Problems and tasks:
1. List the job roles that the post on HCI methods for designing and evaluating UIs names as people on a software team who could run a user study.
2. Pick up the post on HCI methods for designing and evaluating UIs right after its final sentence and keep writing it.

Excerpt provided:
╔══

Austin Z. Henley

Associate Teaching Professor
Carnegie Mellon University

azhenley@cmu.edu
@austinzhenley
github/AZHenley

My HCI toolbox: Methods for designing and evaluating UIs

7/31/2022

I'm a big advocate for HCI being integrated into all disciplines, no matter your job title. Anyone on a software team could run a user study—an engineer, PM, designer, researcher, manager, etc.

Showing up to a meeting with actual evidence to support you is very powerful. It can often be done without too much effort. And even if you aren't the one interacting with users directly, there is a lot of value in empathizing with users.

I recently gave a presentation about conducting user studies that went over the methods I tend to use and my experiences with them. My goal was to give a taste of conducting user studies even to someone that may not have a background in user research or HCI.

This is the same content as that presentation but in an elaborated text form. I hope you find it helpful!

What to study?

First, what are you trying to learn? This can be surprisingly hard to answer, and sometimes we work on a project for quite a long time before we know the answer.

╚══

Provided data:
╔══

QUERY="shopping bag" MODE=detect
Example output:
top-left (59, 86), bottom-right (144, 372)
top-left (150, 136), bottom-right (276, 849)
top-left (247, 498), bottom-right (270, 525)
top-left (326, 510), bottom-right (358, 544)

╚══

Outputs in order:
1. engineer, PM, designer, researcher, manager

2.
You will likely find yourself at one of these stages at some point:

Are you trying to identify/understand a problem that users face?
Are you trying to come up with a potential solution?
Are you trying to validate a potential solution?
Are you trying to show that one solution is better than another solution?

Towards addressing each of these, there are a zillion methods, including:

Lab study
A/B test
Contextual inquiry
Cognitive walkthrough
Retrospective study
Wizard of Oz study
Semi-structured interview
Focus group
Card sorting
Participatory design
Diary study

And so on.

Let's look at a handful of methods that I have found particularly useful in both industry and academic settings.

We have a prototype... how do we evaluate it?

Imagine we have already built a prototype of a feature/product. How do we evaluate it? How do we know that it is better than the competition? Maybe we built the wrong thing or got some details wrong or misinterpreted our users.

What does your intuition say to do?

My initial reaction is to run a comparative lab study. This is a controlled head-to-head comparison between 2 or more UIs for similar tasks with actual participants. It enables us to answer, "do users perform better with X than with Y?" given a specific environment.

A typical session lasts 45-90 minutes per participant and follows a procedure like:

Intro.
Train and warmup with treatment #1.
Task(s) with treatment #1.
Train and warmup with treatment #2.
Task(s) with treatment #2.
...
Questionnaires, semi-structured interview, and closing.

There are many design choices for a lab study that you must address, such as:

How many treatments?
Within or between subjects? (Does each participant use one or more treatments?)
What are the tasks?
What will you measure?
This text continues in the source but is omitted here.